> [YOUR INSTRUCTIONS]: Reproduce the material from the line with "segment --target laughing" to the line with "264L194 290L221 294L227", including both of those lines, and change "laughing woman" to "smiling woman" while leaving everything else as it is.

> [INPUT ROWS]:
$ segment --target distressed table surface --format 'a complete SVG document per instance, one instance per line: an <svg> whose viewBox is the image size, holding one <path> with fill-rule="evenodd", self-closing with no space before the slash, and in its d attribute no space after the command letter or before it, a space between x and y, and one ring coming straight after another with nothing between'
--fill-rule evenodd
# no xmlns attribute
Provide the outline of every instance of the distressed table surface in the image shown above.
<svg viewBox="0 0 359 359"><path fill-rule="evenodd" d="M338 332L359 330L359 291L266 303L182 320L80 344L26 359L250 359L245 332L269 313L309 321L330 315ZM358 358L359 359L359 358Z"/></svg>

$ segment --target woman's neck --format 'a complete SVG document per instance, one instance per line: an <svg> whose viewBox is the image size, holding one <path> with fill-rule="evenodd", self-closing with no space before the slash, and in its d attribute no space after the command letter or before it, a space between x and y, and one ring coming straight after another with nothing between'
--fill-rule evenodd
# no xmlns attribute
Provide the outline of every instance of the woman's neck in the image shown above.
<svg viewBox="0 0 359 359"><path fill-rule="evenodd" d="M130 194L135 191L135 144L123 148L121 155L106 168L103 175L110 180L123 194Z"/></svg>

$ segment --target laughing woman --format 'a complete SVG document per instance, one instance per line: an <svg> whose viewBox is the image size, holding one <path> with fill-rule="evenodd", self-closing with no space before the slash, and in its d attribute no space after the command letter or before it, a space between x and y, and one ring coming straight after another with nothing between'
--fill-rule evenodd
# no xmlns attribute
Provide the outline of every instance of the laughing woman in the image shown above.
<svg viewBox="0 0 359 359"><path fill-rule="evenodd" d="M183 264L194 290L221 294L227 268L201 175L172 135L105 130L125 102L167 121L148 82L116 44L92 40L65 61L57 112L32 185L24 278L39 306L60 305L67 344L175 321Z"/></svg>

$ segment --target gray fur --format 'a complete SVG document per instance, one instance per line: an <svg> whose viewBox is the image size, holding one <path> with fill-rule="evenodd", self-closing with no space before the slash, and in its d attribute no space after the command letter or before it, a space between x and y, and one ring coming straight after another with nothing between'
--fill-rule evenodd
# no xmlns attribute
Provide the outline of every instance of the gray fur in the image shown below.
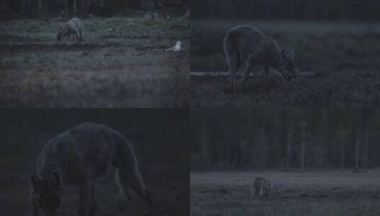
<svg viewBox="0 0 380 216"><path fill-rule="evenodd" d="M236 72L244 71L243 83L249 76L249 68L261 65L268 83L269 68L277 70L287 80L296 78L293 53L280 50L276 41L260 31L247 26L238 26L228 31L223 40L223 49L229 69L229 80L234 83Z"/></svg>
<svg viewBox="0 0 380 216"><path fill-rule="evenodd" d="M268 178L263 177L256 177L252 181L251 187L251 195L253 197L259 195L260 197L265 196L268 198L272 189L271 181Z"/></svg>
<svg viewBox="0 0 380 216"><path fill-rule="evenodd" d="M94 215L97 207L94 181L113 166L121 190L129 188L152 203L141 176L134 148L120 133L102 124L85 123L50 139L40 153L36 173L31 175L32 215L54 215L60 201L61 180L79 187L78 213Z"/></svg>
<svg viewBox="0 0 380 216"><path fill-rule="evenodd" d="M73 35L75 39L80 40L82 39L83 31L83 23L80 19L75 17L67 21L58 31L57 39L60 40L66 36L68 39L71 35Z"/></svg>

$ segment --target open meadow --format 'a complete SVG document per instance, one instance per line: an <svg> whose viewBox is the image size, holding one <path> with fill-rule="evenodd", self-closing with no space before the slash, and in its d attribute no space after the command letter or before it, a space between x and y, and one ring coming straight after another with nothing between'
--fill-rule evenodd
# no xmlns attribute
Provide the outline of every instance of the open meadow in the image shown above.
==
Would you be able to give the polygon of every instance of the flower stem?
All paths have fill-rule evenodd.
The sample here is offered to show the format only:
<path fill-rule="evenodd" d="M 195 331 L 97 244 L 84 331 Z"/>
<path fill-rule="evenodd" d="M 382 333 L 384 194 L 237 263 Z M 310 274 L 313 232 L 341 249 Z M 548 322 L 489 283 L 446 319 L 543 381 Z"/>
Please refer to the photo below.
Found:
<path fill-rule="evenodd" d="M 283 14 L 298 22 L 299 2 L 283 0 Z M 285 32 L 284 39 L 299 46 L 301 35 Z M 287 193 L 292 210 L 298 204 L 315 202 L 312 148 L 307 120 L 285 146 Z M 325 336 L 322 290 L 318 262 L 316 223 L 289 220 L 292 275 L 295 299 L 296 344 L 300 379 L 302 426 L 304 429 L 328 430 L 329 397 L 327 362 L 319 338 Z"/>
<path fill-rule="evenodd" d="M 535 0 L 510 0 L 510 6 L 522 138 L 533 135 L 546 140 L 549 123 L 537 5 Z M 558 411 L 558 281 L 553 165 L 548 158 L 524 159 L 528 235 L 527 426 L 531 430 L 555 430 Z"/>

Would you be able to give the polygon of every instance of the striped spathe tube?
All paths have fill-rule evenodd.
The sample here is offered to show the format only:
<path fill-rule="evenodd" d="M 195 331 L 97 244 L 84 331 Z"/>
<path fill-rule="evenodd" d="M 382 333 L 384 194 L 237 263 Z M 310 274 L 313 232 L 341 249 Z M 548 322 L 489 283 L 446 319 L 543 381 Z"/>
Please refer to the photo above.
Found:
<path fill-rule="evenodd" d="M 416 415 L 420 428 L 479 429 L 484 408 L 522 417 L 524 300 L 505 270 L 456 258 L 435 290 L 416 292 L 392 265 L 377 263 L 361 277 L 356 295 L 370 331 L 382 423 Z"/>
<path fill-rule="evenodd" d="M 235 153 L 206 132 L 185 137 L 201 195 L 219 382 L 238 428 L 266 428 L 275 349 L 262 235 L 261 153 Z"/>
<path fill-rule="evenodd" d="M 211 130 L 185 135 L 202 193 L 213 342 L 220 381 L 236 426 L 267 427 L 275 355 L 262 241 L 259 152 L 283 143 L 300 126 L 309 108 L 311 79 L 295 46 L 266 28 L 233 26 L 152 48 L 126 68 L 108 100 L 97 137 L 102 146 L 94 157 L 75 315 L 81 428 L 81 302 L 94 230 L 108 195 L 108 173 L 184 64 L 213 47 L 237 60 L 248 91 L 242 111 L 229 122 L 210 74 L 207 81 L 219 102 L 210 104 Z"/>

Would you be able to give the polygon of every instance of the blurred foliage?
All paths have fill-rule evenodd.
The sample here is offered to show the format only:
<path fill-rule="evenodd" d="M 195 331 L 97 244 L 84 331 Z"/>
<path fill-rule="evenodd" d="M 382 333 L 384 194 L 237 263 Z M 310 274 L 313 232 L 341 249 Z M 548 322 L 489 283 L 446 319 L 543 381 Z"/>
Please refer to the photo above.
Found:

> [FULL ANSWER]:
$ segment --target smiling woman --format 'a complete SVG document per instance, one instance per line: an <svg> whose viewBox is the image size, holding one <path> with fill-rule="evenodd", self-closing with no space before the slash, and in its d attribute no space after the command letter or before it, a space between x and y, and one ring coming straight after another with nothing between'
--fill-rule evenodd
# no xmlns attribute
Provide the outline of every instance of the smiling woman in the image shown above.
<svg viewBox="0 0 359 359"><path fill-rule="evenodd" d="M183 264L194 290L221 294L227 268L201 175L172 135L105 130L125 102L167 121L148 82L116 44L92 40L65 61L57 112L32 185L24 278L39 306L60 305L67 344L175 321Z"/></svg>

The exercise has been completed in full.